Entries from a point annotation set:
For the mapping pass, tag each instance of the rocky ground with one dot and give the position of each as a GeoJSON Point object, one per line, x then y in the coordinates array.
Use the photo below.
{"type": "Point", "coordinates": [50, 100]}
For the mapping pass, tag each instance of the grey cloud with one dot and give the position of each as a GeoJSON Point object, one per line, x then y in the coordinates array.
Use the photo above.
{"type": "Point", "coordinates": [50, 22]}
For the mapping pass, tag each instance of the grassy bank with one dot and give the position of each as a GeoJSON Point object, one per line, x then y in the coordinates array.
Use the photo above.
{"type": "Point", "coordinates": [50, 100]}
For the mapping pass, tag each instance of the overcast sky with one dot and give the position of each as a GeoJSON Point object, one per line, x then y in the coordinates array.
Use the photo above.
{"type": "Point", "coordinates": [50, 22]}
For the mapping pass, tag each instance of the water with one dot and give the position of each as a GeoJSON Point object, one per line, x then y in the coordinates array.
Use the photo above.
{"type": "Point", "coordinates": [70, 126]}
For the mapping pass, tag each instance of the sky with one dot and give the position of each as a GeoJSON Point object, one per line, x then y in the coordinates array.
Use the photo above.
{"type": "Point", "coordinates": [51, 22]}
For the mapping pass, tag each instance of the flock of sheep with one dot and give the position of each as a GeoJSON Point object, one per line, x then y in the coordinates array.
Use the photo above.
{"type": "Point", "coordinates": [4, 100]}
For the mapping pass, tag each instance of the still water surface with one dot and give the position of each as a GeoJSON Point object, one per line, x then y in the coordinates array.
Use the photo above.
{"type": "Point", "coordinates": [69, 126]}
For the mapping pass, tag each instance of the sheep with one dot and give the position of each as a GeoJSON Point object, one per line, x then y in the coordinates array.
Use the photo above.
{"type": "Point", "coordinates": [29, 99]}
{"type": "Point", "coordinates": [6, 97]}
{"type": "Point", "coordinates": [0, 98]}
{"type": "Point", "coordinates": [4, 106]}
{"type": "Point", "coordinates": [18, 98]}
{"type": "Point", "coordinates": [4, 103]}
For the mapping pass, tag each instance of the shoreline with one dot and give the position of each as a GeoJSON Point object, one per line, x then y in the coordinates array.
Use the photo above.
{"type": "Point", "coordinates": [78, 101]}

EXERCISE DESCRIPTION: Retype the records in full. Keep every line identical to the original.

ANSWER TO THE PROBLEM:
For the mapping pass, tag each instance of the rocky ground with one dot and give the position of each as a GeoJSON Point object, one per line, x then y in the coordinates array.
Use the photo below.
{"type": "Point", "coordinates": [50, 100]}
For the mapping pass, tag each instance of the grey cloud with one dot and give the position of each as a GeoJSON Point object, one per line, x then y in the coordinates array.
Use the photo above.
{"type": "Point", "coordinates": [50, 22]}
For the mapping pass, tag each instance of the grassy bank with one dot and give the position of each as a GeoJSON Point object, one per line, x then y in the coordinates array.
Use the photo above.
{"type": "Point", "coordinates": [50, 100]}
For the mapping pass, tag each instance of the overcast sky with one dot and give the position of each as a GeoJSON Point object, one per line, x then y in the coordinates array.
Use the photo above.
{"type": "Point", "coordinates": [50, 22]}
For the mapping pass, tag each instance of the water with one dot and give the position of each as a GeoJSON Point object, one per line, x then y in the coordinates array.
Use the photo above.
{"type": "Point", "coordinates": [70, 126]}
For the mapping pass, tag each instance of the sky with one dot and give the position of each as a GeoJSON Point object, one per line, x then y in the coordinates array.
Use the photo above.
{"type": "Point", "coordinates": [51, 22]}
For the mapping pass, tag each instance of the flock of sheep with one dot and give the position of each as a GeoJSON Point object, one per line, x then y in the coordinates array.
Use the photo above.
{"type": "Point", "coordinates": [4, 100]}
For the mapping pass, tag each instance of the still water surface with one dot and give the position of each as a GeoJSON Point object, one per line, x then y in the coordinates array.
Use the photo above.
{"type": "Point", "coordinates": [69, 126]}
For the mapping pass, tag each instance of the sheep with one dot and give the position of each as a GeoJSON Point object, one per line, x then y in the coordinates array.
Use the photo above.
{"type": "Point", "coordinates": [29, 99]}
{"type": "Point", "coordinates": [6, 97]}
{"type": "Point", "coordinates": [0, 98]}
{"type": "Point", "coordinates": [4, 106]}
{"type": "Point", "coordinates": [18, 98]}
{"type": "Point", "coordinates": [4, 103]}
For the mapping pass, tag each instance of the shoreline with one dot and give the position of each as a GeoJSON Point object, one per line, x then y in the coordinates array.
Use the photo above.
{"type": "Point", "coordinates": [78, 101]}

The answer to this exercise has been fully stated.